### SUPPLIED DATA

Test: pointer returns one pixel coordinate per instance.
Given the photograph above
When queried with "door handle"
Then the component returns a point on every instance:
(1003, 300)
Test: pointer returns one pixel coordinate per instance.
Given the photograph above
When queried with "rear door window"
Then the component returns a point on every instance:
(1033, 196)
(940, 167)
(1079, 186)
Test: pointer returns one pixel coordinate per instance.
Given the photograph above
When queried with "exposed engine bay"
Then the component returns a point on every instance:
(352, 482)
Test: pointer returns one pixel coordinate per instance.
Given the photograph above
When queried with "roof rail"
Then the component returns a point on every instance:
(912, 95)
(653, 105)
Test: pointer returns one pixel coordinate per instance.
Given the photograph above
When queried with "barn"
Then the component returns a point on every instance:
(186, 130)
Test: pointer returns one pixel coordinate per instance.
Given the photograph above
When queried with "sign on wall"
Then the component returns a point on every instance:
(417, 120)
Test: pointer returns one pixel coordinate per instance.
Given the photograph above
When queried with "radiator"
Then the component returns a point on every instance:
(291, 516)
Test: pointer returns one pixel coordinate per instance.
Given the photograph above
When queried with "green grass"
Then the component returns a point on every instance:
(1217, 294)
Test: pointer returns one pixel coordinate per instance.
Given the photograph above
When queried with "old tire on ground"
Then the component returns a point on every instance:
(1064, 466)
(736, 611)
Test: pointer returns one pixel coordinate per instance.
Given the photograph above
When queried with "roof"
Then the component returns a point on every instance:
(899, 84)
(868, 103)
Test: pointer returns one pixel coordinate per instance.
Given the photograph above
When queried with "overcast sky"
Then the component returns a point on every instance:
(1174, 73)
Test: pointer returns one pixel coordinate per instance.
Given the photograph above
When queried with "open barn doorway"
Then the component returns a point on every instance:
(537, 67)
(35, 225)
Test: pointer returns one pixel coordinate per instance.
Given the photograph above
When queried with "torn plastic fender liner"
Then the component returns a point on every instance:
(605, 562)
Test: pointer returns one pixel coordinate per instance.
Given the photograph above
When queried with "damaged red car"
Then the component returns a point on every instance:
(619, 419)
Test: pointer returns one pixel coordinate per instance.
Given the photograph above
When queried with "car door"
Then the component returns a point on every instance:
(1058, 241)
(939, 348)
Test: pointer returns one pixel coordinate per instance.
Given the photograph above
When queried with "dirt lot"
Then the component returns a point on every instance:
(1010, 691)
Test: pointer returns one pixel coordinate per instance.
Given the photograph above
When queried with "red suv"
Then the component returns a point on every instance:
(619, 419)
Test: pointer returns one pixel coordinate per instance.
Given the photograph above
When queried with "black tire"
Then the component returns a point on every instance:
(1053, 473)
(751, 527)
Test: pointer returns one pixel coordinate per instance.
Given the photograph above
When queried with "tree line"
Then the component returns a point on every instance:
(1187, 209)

### ABOUT THIS EXERCISE
Whatever appears in the listing above, write it down again exactly.

### RESPONSE AREA
Test: pointer returns one pixel coordinate per instance.
Given the photograph above
When queried with "door handle"
Then the component returns a point on every instance:
(1003, 300)
Test: pointer returns one pixel coordinate per instance.
Given the photograph above
When queried with "rear door window"
Then the component returns a point on every instance:
(1033, 196)
(940, 167)
(1079, 186)
Test: pointer returns one pixel coordinate per instance.
Given the photograph above
When queried with "exposed engine bay"
Then the component returns a point on every instance:
(352, 482)
Test: pointer returns one pixel coordinate per instance.
Given the photograph above
When queried with "roof rail"
Then the component returns a point on every instance:
(912, 95)
(653, 105)
Test: pointer returns one pixel coordinate per instance.
Given the photograph above
When queried with "barn"
Then the component returns a point on every instance:
(186, 130)
Test: pointer returns one pixel coordinate per instance.
Given the photograph above
When queried with "sign on wall"
Then the component returns a point on every instance:
(417, 120)
Test: pointer returns one pixel coordinate per instance.
Given the photograph above
When queried with "radiator"
Then the component returns a point on every instance:
(291, 516)
Test: pointer returns one pixel coordinate per instance.
Given the photograph above
When queried with "green grass"
Then the component returns a point on every instance:
(1217, 294)
Test: pointer returns one pixel coordinate per instance.
Given the photograph above
When queried with "old tire on ground"
Then the component returns a point on every instance:
(1064, 466)
(736, 611)
Test: pointer returns one pixel coordinate per instance.
Given the photograph above
When queried with "roof"
Then the component returns a point on every instance:
(899, 84)
(868, 103)
Test: pointer returns one pixel coordinate per instance.
Given the photograph above
When queried with "overcast sky"
Then the component returns a point on every instance:
(1174, 73)
Test: pointer returns one pixel coordinate per instance.
Given the photograph above
When queried with "open barn doorway"
Then the component returns a point on every instance:
(537, 67)
(35, 225)
Test: pointer returns one pixel coordinate per instance.
Given the photograph above
When queried with "torn plastic fender liner"
Then the component returns a point on every instance:
(605, 562)
Test: pointer returns one pixel coordinate per instance.
Given the photograph above
When queried with "damaged red car"
Then the component returns a point on every instance:
(619, 419)
Test: pointer returns one pixel coordinate per instance.
Given the photograph above
When queried with "car door"
Then the component returns a point on every instance:
(1058, 241)
(939, 348)
Test: pointer returns one pixel coordinate per instance.
Given the photograph above
When queried with "dirt lot"
Then the component returns a point on every instance:
(1010, 691)
Test: pointer returns one pixel coordinate per instance.
Given the photograph above
When queried with "red suv"
Then the component returns a point on every instance:
(619, 419)
Test: pointer returns one pixel coordinate per instance.
Given the photograph above
When queried with "black tire"
Then the component returns a point on every instance:
(1053, 473)
(751, 527)
Test: pointer returns one pixel coordinate per instance.
Given the photograph above
When queried with "tree line"
Then the component returns a point on every instance:
(1187, 209)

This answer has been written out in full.